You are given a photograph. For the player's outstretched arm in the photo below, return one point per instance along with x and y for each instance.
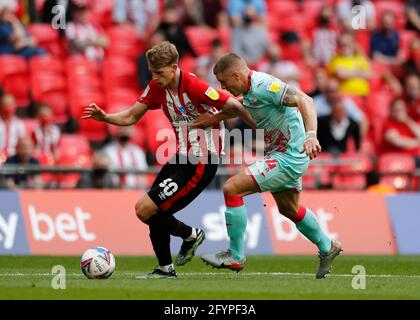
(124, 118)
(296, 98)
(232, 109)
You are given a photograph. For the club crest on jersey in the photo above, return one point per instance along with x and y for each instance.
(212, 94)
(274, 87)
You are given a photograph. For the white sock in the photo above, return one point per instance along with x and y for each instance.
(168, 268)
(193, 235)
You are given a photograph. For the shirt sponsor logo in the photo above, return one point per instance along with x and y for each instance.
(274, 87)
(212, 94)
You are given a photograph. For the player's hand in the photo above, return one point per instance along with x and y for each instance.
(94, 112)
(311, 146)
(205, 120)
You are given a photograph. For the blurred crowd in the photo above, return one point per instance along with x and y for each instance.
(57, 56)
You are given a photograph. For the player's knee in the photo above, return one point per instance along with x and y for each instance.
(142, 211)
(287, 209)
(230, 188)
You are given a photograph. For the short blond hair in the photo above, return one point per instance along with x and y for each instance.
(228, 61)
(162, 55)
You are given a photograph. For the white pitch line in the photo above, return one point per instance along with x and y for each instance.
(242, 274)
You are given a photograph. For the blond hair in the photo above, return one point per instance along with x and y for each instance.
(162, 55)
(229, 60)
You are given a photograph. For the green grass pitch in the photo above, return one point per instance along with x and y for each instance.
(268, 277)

## Work task
In the copy, keep every line of the data above exactly and drop each picture.

## Task response
You are given a photograph. For the player's outstretched arm in the photo below, return one point per instance along with x and y for each instance.
(124, 118)
(296, 98)
(232, 109)
You are given a photograph. For the club crest on jersey in the photo above, return one point per instance along with x and y for each instance.
(212, 94)
(274, 87)
You are given a photograph. For the white sock in the photo above, return one point per instance along with x and y for each instance.
(168, 268)
(193, 235)
You are given a photograph. For the shirt sponsor logo in the photo above, return one point per instance along with x and y for each instance.
(274, 87)
(212, 94)
You are given a photograph. For the player's hand in the photo above, return one point per instance along with x and y for each instance.
(94, 112)
(311, 146)
(205, 120)
You are given a photograph. For the blurred crowd in the photo above, return one point per instance along with x and y for each instance.
(57, 56)
You are given a photograph. For the player's knee in the photo above, return one point per instance along with x and y for each instance.
(142, 211)
(287, 209)
(230, 188)
You are given a photograph. For the short blond hair in the photo above, return one point per instance along with x and y for each instance.
(228, 61)
(162, 55)
You are given a photograph. For the white pitch line in the photo above, return one point per instance along with x and y for each instance.
(242, 274)
You are given a photograph. For the blond hair in the photo above, return one point per instance along with x and y for each instance.
(162, 55)
(229, 60)
You are given a photograph. For the green grass pitch in the photo above, return one point per instance along with x and y for each instance.
(268, 277)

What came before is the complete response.